─── Document passage ───
Vladimir Nabokov

NABOKV-L post 0010687, Thu, 2 Dec 2004 13:28:21 -0800

Subject
Dolinin reply to Staden re "Signs & Symbols"
Date
Body


----- Forwarded message from dolinin@wisc.edu -----
Date: Thu, 02 Dec 2004 13:50:35 -0600
From: dolinin <dolinin@wisc.edu>

I am immensely grateful to Dr. Staden for his comments on my article. When
I discuss "Signs and Symbols" with my American students, they often raise
similar questions about Shabbat and Saturday as the "sixth day" of the
week. It seems to me that the details noticed by Dr. Staden (the woman buys
and cooks fish when it is already dark, whereas a traditional Jewish woman
would have prepared the Sabbath meal long before dusk, etc) show that the
couple are non-practicing Jews who had actually lost their religion. It
is a phenomenon typical for educated Russian Jews of their generation. My
grandfather who was born in 1880 in a shtetl left his Jewish community
beyond the pale when he was about 20 years old, studied abroad and in St.
Petersburg, got his University degree and eventually became a free-thinker
with very strong connections to Russian culture and customs. He never
rejected (or tried to hide) his Jewish ethnic origins and because of that
was a target of numerous anti-semitic attacks in the USSR but the Jewish
religion didn't mean anything for him: he would never celebrate Shabbat and
his calendar was Christian and/or secular. Most of the Jews Nabokov knew in
the emigration, I think, belonged to the same type and, portraying the
Jewish couple in "Signs and Symbols," he was true to reality.

Alexander Dolinin


At 09:54 AM 12/2/04 -0800, you wrote:
>EDNOTE. Dr. Stadlen is a prominent psychoanalyst and academic. He offers a
>novel
>angle here that I don't recall seeing before, although Maxim Shrayer has
>done a
>lot of work on Nabokov and Jewish issues.
>
>----- Forwarded message from STADLEN@aol.com -----
> Date: Thu, 2 Dec 2004 06:21:01 EST
> From: STADLEN@aol.com
>
>Alexander Dolinin's essay on "Signs and Symbols" seems to me a real
>breakthrough.
>
>Just one point troubles me here, continuing something that always troubled me
>in the story. This Jewish couple don't behave as if Friday evening (and
>Saturday until dusk) is the Sabbath. The woman buys fish when it is already
>dark,
>whereas a traditional Jewish woman would have prepared the Sabbath meal long
>before dusk. True, they have a festive midnight tea which is a real
>celebration
>of their loving transcendence of hopelessness, and this is in the spirit, if
>not the letter, of Shabbat.
─── Record extracts ───
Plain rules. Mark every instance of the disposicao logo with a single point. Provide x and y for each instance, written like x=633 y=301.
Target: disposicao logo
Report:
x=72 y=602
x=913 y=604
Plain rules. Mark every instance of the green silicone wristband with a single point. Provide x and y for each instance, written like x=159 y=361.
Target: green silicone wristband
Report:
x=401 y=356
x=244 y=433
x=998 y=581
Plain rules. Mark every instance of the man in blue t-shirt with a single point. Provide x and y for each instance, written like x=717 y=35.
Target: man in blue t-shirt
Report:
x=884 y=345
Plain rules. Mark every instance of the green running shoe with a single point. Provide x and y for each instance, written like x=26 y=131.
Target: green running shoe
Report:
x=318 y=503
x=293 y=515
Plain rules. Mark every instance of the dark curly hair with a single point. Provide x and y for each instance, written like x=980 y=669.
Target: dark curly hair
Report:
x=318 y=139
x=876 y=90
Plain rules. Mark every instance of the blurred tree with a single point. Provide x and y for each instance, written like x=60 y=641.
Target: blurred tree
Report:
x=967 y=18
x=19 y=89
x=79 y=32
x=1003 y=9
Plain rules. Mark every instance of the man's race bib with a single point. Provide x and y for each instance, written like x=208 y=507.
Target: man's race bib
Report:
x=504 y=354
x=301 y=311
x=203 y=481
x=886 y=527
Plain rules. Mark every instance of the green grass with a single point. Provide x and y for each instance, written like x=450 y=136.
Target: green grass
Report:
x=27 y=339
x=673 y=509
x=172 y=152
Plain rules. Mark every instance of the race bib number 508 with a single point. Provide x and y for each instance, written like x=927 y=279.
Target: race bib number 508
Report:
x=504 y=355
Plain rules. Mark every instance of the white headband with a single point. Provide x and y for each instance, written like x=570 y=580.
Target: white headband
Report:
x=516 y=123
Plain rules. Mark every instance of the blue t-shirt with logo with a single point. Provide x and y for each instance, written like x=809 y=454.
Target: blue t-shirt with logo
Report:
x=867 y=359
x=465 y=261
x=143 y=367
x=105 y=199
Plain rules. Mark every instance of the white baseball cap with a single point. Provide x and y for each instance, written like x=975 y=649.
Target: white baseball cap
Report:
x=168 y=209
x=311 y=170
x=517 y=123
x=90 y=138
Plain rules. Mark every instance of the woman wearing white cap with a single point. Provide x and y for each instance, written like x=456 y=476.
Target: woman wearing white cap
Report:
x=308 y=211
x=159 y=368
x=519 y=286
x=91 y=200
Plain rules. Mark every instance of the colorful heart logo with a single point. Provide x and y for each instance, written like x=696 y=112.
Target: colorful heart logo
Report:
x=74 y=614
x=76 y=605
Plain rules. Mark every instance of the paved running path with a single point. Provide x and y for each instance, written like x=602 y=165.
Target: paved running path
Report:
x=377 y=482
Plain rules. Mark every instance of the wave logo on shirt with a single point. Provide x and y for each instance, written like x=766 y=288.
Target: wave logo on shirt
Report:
───
→ Set task 1:
Please write out the point-marking rows again, starting at the line that contains "Plain rules. Mark every instance of the green running" and ending at the line that contains "x=105 y=199", swapping "dark curly hair" for "dark wavy hair" and leaving everything else unchanged.
→ Set task 2:
Carry on the Nabokov mailing-list exchange about "Signs and Symbols" from the point where it stops.

→ Exercise answer 1:
Plain rules. Mark every instance of the green running shoe with a single point. Provide x and y for each instance, written like x=26 y=131.
Target: green running shoe
Report:
x=318 y=503
x=293 y=515
Plain rules. Mark every instance of the dark wavy hair with a single point. Provide x and y for each instance, written like x=980 y=669.
Target: dark wavy hair
Report:
x=318 y=139
x=876 y=90
Plain rules. Mark every instance of the blurred tree with a single point. Provide x and y for each instance, written like x=60 y=641.
Target: blurred tree
Report:
x=967 y=18
x=19 y=89
x=79 y=32
x=1003 y=9
Plain rules. Mark every instance of the man's race bib with a single point. Provide x and y for each instance, written like x=208 y=507.
Target: man's race bib
Report:
x=504 y=354
x=301 y=311
x=203 y=481
x=886 y=527
Plain rules. Mark every instance of the green grass with a single point. Provide x and y for each instance, written like x=450 y=136.
Target: green grass
Report:
x=27 y=339
x=673 y=509
x=172 y=152
Plain rules. Mark every instance of the race bib number 508 with a single point. Provide x and y for each instance, written like x=927 y=279.
Target: race bib number 508
Report:
x=504 y=355
Plain rules. Mark every instance of the white headband with a single point. Provide x and y for each instance, written like x=570 y=580.
Target: white headband
Report:
x=516 y=123
Plain rules. Mark every instance of the blue t-shirt with logo with a single point. Provide x and y for each instance, written like x=809 y=454.
Target: blue t-shirt with logo
Report:
x=867 y=359
x=465 y=261
x=143 y=367
x=105 y=199

→ Exercise answer 2:
>
>But I have always wondered whether Nabokov meant his readers to register
>this. If he was simply unaware of it, or overlooked it, it seems insensitive;
>and
>that does not seem like him. I suspect that this a further problem he is
>setting for the reader. Is their assimilation and apparent alienation from
>religious roots part of the story?
>
>Despite the brilliance of Alexander Dolinin's pioneering interpretation, it,
>too, "jarred" with me when he apparently casually, unreflectingly, called
>Saturday the "sixth day" rather than the seventh (see below).
>
>I am deeply grateful to him for making such sense of this short story that
>has puzzled me so long. But I just wonder if this apparent treatment of the
>Jewish seventh day as if it were merely the Christian or post-Christian
>secular
>sixth is another deliberate device of Nabokov's intended to disconcert the
>reader into discovering a different dimension.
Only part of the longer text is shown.